What is required
Can you output the lines running from the start of the entries through the line containing "23), (82, 21)]", both included, as a JSON list of strings with one string per line and blank lines left out?

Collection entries
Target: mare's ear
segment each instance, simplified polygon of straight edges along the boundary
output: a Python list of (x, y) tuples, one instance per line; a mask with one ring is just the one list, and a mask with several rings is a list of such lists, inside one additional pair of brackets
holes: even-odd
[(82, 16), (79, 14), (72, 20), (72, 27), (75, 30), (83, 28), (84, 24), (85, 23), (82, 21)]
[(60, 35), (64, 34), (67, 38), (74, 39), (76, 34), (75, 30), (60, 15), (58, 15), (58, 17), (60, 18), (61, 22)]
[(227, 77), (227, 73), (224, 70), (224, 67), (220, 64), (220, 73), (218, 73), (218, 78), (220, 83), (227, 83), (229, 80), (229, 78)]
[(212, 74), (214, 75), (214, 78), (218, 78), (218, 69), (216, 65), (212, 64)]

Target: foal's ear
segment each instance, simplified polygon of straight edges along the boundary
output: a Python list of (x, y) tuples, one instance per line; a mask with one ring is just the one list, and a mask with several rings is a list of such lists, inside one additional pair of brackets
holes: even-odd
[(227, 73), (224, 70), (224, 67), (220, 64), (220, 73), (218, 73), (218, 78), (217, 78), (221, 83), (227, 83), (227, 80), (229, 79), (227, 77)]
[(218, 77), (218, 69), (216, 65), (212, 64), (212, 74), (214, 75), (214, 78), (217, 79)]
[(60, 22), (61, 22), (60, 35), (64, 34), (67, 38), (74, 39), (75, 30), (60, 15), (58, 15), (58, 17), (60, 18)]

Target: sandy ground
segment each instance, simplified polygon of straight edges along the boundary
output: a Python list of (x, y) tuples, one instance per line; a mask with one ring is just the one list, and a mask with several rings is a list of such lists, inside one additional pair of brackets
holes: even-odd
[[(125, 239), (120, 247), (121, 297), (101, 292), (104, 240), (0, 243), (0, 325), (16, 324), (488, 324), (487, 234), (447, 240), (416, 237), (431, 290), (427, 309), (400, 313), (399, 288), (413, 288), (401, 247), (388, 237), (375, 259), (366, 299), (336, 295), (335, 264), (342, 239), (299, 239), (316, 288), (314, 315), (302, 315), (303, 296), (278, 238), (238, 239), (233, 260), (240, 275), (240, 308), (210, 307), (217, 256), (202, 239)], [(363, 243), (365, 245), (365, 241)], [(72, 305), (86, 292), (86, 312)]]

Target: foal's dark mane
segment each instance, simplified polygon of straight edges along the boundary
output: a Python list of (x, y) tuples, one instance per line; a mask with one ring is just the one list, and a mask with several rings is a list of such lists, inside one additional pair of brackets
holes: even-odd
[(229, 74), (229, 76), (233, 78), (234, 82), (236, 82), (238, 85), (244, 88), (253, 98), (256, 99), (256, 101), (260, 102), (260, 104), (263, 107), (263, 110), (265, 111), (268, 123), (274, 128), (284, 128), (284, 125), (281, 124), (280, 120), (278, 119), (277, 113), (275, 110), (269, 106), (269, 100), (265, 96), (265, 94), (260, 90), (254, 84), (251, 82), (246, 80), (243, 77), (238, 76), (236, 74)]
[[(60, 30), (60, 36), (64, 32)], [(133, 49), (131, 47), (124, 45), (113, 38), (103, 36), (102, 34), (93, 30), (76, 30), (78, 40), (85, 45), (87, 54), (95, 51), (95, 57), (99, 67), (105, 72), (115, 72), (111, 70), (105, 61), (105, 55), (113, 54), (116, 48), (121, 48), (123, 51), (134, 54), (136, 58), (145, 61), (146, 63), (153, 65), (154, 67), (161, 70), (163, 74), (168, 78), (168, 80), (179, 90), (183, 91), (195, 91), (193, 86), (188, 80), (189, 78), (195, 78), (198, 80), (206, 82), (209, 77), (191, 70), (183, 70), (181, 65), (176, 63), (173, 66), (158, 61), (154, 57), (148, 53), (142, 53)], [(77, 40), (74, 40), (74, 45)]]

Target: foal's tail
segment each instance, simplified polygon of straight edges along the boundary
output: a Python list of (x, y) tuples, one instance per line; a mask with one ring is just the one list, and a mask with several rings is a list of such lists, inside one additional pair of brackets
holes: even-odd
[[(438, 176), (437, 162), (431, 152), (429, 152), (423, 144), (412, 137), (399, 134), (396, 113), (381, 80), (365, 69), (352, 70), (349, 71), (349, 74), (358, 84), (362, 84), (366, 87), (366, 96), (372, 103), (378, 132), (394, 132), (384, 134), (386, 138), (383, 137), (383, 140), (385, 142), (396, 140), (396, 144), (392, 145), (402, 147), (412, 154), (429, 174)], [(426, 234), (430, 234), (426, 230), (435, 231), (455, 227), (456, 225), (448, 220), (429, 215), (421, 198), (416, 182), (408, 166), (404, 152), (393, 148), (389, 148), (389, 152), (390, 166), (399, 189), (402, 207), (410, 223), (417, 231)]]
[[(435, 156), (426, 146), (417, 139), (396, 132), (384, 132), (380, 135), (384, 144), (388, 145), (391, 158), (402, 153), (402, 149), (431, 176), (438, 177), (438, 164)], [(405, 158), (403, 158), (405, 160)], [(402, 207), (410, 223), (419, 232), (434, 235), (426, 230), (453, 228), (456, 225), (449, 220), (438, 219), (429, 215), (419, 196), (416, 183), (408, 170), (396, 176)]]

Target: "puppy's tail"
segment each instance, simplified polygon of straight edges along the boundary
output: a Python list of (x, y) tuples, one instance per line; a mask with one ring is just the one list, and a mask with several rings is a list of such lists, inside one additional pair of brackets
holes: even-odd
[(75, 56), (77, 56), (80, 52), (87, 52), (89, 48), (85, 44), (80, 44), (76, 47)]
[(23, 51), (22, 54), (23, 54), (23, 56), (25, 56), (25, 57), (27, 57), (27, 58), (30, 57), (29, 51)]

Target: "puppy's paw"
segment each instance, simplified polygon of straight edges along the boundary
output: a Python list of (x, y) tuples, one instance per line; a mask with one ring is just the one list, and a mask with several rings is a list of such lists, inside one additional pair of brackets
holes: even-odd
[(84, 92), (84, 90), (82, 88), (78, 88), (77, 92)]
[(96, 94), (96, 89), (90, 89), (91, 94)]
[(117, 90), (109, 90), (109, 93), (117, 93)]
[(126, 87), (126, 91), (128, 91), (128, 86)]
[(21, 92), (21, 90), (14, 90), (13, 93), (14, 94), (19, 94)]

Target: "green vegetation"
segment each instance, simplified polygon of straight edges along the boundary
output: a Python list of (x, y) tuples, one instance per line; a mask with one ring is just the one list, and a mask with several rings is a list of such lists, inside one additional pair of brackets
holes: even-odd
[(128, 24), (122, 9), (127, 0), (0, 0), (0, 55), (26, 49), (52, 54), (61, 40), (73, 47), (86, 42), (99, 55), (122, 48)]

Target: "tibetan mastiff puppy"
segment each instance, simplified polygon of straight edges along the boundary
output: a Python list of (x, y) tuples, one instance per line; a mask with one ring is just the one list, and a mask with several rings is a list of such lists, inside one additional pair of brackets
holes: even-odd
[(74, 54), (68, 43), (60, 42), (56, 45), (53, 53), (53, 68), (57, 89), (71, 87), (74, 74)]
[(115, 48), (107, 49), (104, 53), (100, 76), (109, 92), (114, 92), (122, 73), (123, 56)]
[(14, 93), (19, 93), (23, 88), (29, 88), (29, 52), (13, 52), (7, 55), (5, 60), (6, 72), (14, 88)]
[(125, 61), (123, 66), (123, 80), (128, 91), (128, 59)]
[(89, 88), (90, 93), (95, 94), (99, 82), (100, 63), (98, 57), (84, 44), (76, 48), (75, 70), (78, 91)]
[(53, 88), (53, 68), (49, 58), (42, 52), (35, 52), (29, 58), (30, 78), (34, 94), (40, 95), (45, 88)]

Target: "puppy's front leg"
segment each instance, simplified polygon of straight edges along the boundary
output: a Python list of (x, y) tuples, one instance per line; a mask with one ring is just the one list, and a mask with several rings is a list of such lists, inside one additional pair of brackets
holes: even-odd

Answer to this task
[
  "Target: mare's ear",
  "segment each instance, simplified polygon of straight edges along the boundary",
  "output: a Python list of (x, y) tuples, one instance per line; a mask with one ring is just the one list, and a mask with several rings is a list of such lists, inside one additional pair of brackets",
  "holes: even-odd",
  "[(82, 16), (79, 14), (72, 20), (72, 27), (75, 30), (83, 28), (84, 24), (85, 23), (82, 21)]"
]